# Exercise instructions
Present all the records below as a numbered list, one line per item, leaving out any blank lines.

(Rows from a dataset)
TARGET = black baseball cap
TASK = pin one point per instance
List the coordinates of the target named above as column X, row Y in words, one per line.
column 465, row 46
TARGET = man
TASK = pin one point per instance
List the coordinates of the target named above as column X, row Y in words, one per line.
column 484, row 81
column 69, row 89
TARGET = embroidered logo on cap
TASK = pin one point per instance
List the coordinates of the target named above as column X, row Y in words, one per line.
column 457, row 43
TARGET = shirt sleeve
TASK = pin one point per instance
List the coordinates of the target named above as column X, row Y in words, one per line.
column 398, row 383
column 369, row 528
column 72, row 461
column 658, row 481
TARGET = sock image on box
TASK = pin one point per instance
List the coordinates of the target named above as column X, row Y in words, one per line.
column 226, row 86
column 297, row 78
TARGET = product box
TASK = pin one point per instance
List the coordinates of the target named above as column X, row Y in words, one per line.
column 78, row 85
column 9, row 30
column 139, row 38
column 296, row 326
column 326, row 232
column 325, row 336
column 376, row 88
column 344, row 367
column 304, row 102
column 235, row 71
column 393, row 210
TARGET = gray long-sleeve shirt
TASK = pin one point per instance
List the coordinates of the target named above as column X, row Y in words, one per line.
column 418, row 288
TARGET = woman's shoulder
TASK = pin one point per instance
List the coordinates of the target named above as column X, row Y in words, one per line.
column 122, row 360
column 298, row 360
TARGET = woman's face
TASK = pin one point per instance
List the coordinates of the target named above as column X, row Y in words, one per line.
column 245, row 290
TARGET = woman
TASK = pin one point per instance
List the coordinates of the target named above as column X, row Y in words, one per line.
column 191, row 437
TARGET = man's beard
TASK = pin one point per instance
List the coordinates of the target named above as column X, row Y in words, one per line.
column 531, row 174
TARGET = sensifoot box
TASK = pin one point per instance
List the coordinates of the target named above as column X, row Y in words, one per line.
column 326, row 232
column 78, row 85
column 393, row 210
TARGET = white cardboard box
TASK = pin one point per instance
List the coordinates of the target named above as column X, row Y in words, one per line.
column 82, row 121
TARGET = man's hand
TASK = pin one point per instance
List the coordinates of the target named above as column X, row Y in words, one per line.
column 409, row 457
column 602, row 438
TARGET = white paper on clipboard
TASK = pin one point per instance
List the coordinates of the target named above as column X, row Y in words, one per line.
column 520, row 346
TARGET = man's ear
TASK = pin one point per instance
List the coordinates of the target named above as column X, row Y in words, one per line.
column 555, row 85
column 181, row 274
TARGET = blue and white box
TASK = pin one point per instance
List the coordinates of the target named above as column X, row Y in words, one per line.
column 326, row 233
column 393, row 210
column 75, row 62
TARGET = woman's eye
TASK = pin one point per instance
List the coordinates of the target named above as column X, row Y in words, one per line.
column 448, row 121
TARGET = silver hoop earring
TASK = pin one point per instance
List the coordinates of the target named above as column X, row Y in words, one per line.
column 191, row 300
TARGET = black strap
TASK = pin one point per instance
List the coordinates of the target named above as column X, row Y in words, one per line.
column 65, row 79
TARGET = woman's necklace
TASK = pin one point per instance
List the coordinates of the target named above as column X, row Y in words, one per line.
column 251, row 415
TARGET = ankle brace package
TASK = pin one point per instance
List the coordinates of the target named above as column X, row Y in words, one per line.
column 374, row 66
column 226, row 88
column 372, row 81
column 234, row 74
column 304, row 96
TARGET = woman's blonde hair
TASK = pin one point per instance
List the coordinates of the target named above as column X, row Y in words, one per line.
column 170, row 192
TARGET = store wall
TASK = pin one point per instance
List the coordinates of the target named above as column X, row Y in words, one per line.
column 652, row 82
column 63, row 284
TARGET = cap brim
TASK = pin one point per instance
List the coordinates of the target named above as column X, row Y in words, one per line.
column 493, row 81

# Final answer
1. TARGET = black baseball cap
2. TASK = pin one point per instance
3. List the coordinates of the target named above as column X, row Y in words, one per line.
4. column 465, row 46
5. TARGET = man
6. TASK = pin one point per instance
7. List the coordinates of the target named above as column X, row Y in words, one per line.
8. column 484, row 81
9. column 69, row 89
10. TARGET = embroidered logo on cap
11. TASK = pin one point per instance
12. List the coordinates of the target named above as column X, row Y in words, one per line.
13. column 457, row 43
14. TARGET = shirt sleeve
15. TASK = pin one point per instance
16. List the coordinates of the target named above as column X, row Y in words, one per line.
17. column 398, row 383
18. column 369, row 528
19. column 72, row 461
20. column 658, row 481
21. TARGET = sock image on box
22. TASK = pin one point per instance
23. List the coordinates of the target named above as column X, row Y in words, one per line.
24. column 226, row 86
25. column 297, row 78
26. TARGET = product box
27. TASK = pin one point per instance
28. List the coordinates of the target named above as column X, row Y in words, one per line.
29. column 78, row 85
30. column 9, row 30
31. column 139, row 38
32. column 296, row 326
33. column 326, row 232
34. column 325, row 336
35. column 376, row 88
36. column 344, row 367
37. column 304, row 102
38. column 235, row 71
39. column 393, row 210
40. TARGET = gray long-sleeve shirt
41. TASK = pin one point per instance
42. List the coordinates of the target named above as column X, row Y in words, one per line.
43. column 418, row 288
44. TARGET = woman's shoulder
45. TASK = pin one point per instance
46. List the coordinates of the target named above as column X, row Y in words, one per line.
47. column 122, row 360
48. column 298, row 360
49. TARGET = woman's face
50. TASK = pin one point per instance
51. List the coordinates of the target named above as column X, row Y in words, one per line.
52. column 245, row 290
53. TARGET = woman
54. TASK = pin one point per instance
55. List the coordinates of the target named above as column X, row Y in words, one per line.
56. column 191, row 437
57. TARGET = man's beard
58. TASK = pin one point per instance
59. List the coordinates of the target named above as column X, row Y in words, one per line.
60. column 531, row 174
61. TARGET = sensifoot box
62. TASK = pin one point per instance
63. List the coordinates of the target named above as column X, row Y in words, one per line.
64. column 326, row 232
65. column 78, row 85
66. column 393, row 210
67. TARGET = white cardboard box
68. TASK = pin one point per instance
69. List the coordinates of the target named above as column X, row Y in words, one per line.
70. column 82, row 121
71. TARGET = man's hand
72. TASK = pin one point per instance
73. List the coordinates of the target named above as column X, row Y in words, one per line.
74. column 409, row 457
75. column 602, row 438
76. TARGET = white paper on clipboard
77. TASK = pin one point per instance
78. List the coordinates of the target named above as column X, row Y in words, one per line.
79. column 520, row 346
80. TARGET = man's ear
81. TASK = pin one point per instance
82. List the coordinates of the target named above as column X, row Y in words, one per line.
83. column 555, row 85
84. column 181, row 274
85. TARGET = blue and white box
86. TASK = pin one point per instance
87. List the coordinates of the target named above as column X, row Y in words, one per line.
88. column 326, row 233
89. column 393, row 210
90. column 75, row 62
91. TARGET = woman's eye
92. TASK = pin one point per instance
93. List the coordinates of the target named above as column X, row Y in words, one per line.
94. column 448, row 121
95. TARGET = silver hoop earring
96. TASK = pin one point per instance
97. List the coordinates of the target named above as column X, row Y in words, one per line.
98. column 191, row 300
99. TARGET = black strap
100. TASK = pin one point per instance
101. List the coordinates of the target named above as column X, row Y in words, one per line.
102. column 65, row 79
103. TARGET = woman's necklace
104. TASK = pin one point per instance
105. List the coordinates of the target named above as column X, row Y in words, one per line.
106. column 251, row 415
107. TARGET = ankle brace package
108. TASK = pin one point per instance
109. List the coordinates of the target named above as column X, row Y in words, one per line.
110. column 374, row 66
111. column 226, row 88
112. column 372, row 81
113. column 234, row 74
114. column 304, row 96
115. TARGET = woman's blonde hair
116. TASK = pin one point per instance
117. List the coordinates of the target named above as column X, row Y in words, one per line.
118. column 170, row 192
119. TARGET = store wall
120. TASK = pin one point per instance
121. List the coordinates of the target named above as column X, row Y in words, one per line.
122. column 652, row 82
123. column 63, row 284
124. TARGET = cap brim
125. TASK = pin one point per instance
126. List the coordinates of the target named above as column X, row Y in words, one per line.
127. column 493, row 81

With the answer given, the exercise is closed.